[Records for pointing at named objects]
======
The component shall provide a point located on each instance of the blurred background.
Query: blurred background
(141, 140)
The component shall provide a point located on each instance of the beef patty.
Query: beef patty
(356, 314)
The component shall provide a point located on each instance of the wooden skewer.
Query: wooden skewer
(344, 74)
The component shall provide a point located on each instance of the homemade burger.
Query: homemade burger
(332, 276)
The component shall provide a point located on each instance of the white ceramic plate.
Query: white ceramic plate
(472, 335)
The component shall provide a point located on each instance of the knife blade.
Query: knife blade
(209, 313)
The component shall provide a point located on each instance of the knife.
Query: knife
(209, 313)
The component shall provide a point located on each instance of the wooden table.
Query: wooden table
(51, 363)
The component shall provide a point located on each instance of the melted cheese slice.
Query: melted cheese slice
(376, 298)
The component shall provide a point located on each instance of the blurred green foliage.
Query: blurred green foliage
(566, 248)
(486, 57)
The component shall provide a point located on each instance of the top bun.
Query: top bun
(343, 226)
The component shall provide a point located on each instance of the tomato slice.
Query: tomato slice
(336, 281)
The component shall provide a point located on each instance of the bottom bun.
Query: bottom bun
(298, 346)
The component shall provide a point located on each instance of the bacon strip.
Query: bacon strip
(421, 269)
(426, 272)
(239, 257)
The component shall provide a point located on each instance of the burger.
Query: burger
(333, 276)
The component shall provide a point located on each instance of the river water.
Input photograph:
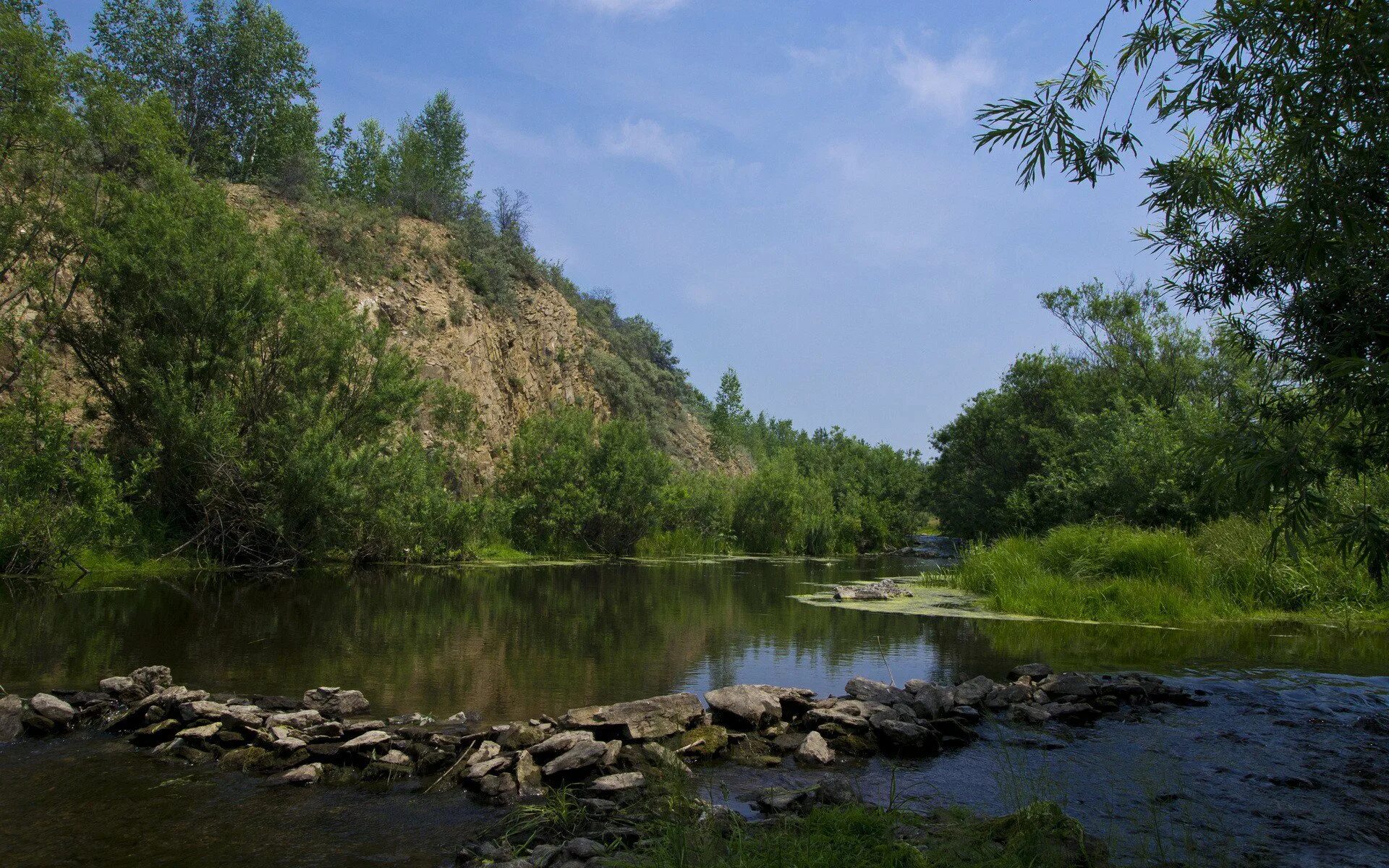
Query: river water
(1274, 771)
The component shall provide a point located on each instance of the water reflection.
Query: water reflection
(514, 642)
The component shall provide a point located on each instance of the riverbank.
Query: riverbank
(1111, 573)
(827, 827)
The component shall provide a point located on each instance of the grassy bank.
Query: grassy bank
(1114, 573)
(851, 836)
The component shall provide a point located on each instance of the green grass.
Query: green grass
(862, 836)
(1121, 574)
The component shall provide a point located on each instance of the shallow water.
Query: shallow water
(522, 641)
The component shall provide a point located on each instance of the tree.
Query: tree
(238, 77)
(577, 485)
(274, 420)
(729, 414)
(430, 161)
(1273, 213)
(511, 216)
(365, 166)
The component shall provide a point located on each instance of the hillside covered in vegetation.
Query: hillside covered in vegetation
(238, 335)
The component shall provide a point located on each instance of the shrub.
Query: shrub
(56, 496)
(577, 485)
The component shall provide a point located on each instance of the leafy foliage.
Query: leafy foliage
(1117, 430)
(1271, 211)
(57, 496)
(237, 75)
(579, 485)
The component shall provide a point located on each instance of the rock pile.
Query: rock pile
(610, 749)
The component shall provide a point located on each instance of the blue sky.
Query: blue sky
(789, 190)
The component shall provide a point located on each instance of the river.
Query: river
(1274, 768)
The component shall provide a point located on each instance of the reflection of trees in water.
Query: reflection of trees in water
(534, 639)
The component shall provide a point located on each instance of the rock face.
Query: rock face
(52, 707)
(745, 706)
(12, 714)
(335, 702)
(886, 590)
(645, 718)
(815, 750)
(610, 749)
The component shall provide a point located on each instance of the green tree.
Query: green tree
(1271, 211)
(57, 496)
(430, 161)
(577, 485)
(237, 74)
(729, 414)
(274, 417)
(365, 166)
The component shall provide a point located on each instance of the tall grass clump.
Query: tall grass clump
(1116, 573)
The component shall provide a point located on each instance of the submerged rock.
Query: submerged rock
(335, 702)
(886, 590)
(646, 718)
(815, 750)
(745, 705)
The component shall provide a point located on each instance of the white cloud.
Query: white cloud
(631, 7)
(647, 140)
(946, 87)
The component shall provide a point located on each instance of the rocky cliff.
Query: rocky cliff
(514, 359)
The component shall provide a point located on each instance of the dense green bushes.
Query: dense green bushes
(1123, 430)
(1116, 573)
(57, 498)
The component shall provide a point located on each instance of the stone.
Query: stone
(12, 715)
(477, 771)
(795, 700)
(931, 702)
(974, 691)
(870, 691)
(745, 706)
(202, 709)
(296, 720)
(611, 752)
(1027, 712)
(200, 733)
(277, 703)
(836, 791)
(156, 733)
(702, 741)
(519, 736)
(909, 738)
(620, 783)
(663, 757)
(153, 679)
(1007, 694)
(122, 688)
(1070, 684)
(368, 741)
(777, 800)
(52, 707)
(335, 702)
(527, 770)
(386, 771)
(561, 742)
(581, 756)
(886, 590)
(1037, 671)
(647, 718)
(815, 750)
(302, 777)
(484, 752)
(242, 717)
(501, 789)
(584, 849)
======
#### Given task:
Return every one of the items above verbatim, leaving the pictures out.

#### Correct response:
The component shall provide a point located on each instance of the blurred background.
Query: blurred background
(141, 140)
The component shall provide a point located on each instance of the beef patty.
Query: beef patty
(356, 314)
The component shall provide a point located on each instance of the wooden skewer.
Query: wooden skewer
(344, 74)
The component shall provide a point located on each instance of the homemade burger.
Query: homemade burger
(332, 276)
The component shall provide a point located on each instance of the white ceramic plate.
Query: white ceramic plate
(472, 335)
The component shall provide a point located on each instance of the knife blade.
Query: knife blade
(209, 313)
The component shall provide a point located on each instance of the knife.
Query: knife
(209, 313)
The component shall provide a point located on each instance of the wooden table.
Query: wooden table
(51, 363)
The component shall provide a point located on each instance of the melted cheese slice.
Query: melted cheese slice
(376, 298)
The component shall provide a point located on each instance of the blurred green foliage.
Query: blurred green foliage
(566, 248)
(486, 57)
The component shall provide a point located on each instance of the top bun.
Query: top bun
(343, 226)
The component shall provide a point located on each instance of the tomato slice.
Query: tomato slice
(336, 281)
The component shall provide a point located on each instance of the bottom bun.
Query: bottom bun
(298, 346)
The component shall provide a point located on each instance of the bacon strip.
Query: bacon strip
(421, 269)
(426, 272)
(239, 257)
The component shall provide a point located on each instance of the burger.
Query: burger
(333, 276)
The component shall provide a point located on each instance of the river water.
Input photograph:
Query: river water
(1274, 771)
The component shall provide a point located on each instance of the water reflection.
Query: water reflection
(514, 642)
The component shall provide a point located on each instance of the riverbank.
Query: riverbank
(1111, 573)
(827, 827)
The component shall provide a point located on each instance of the grassy bank.
Query: grassy bank
(1114, 573)
(851, 836)
The component shall provide a point located on each instance of the green grass.
Query: green grass
(862, 836)
(1121, 574)
The component shall provide a point located on each instance of the shallow water.
Query: shallow water
(522, 641)
The component shall provide a point located on each instance of the tree.
Query: tree
(238, 77)
(577, 485)
(274, 420)
(729, 414)
(430, 161)
(1273, 213)
(511, 216)
(365, 166)
The component shall provide a point located on each instance of the hillside covered in vegetation.
Query: hillside covered in vegetation
(238, 335)
The component shall provide a point located on each instance of the shrub.
Query: shrub
(56, 496)
(577, 485)
The component shall provide a point located on each instance of the leafy foliage.
Query: leafy foliage
(1117, 430)
(1271, 211)
(57, 496)
(237, 75)
(579, 485)
The component shall provide a point located on each instance of the rock pile.
Query: rock pile
(610, 749)
The component shall provide a point located on each instance of the blue sky.
Query: blue sky
(789, 190)
The component shall provide a point located on each instance of the river.
Query: river
(1274, 768)
The component shall provide a point located on each instance of the reflection of trees in water.
Query: reflection of trees in water
(534, 639)
The component shall provide a point located on each instance of the rock face.
Query: rock face
(52, 707)
(745, 706)
(12, 714)
(335, 702)
(886, 590)
(645, 718)
(815, 750)
(610, 749)
The component shall provide a point located on each instance of the green tree.
Query: green tree
(1271, 211)
(57, 496)
(430, 161)
(577, 485)
(237, 74)
(729, 414)
(274, 417)
(365, 166)
The component shall provide a point located on each instance of the tall grass clump.
Query: tall grass clump
(1116, 573)
The component shall provide a point located on each instance of the submerged rock.
Query: submerged rock
(335, 702)
(886, 590)
(646, 718)
(815, 750)
(745, 705)
The component shall provide a point located on each instance of the white cloud.
Query: white cloud
(631, 7)
(647, 140)
(946, 87)
The component shall provide a point located on each instance of the rocky cliff.
Query: rocky cliff
(514, 359)
The component shall provide a point located on each instance of the dense green bushes.
Query: dense green bushes
(1123, 430)
(1116, 573)
(57, 498)
The component shall provide a point located on each instance of the stone.
Query: stone
(12, 715)
(477, 771)
(795, 700)
(931, 702)
(974, 691)
(870, 691)
(745, 706)
(202, 709)
(296, 720)
(611, 752)
(1027, 712)
(200, 733)
(277, 703)
(836, 791)
(156, 733)
(702, 741)
(519, 736)
(909, 738)
(620, 783)
(663, 757)
(153, 679)
(1007, 694)
(122, 688)
(1070, 684)
(368, 741)
(777, 800)
(52, 707)
(335, 702)
(527, 770)
(386, 771)
(561, 742)
(581, 756)
(886, 590)
(1037, 671)
(647, 718)
(815, 750)
(302, 777)
(484, 752)
(242, 717)
(501, 789)
(584, 849)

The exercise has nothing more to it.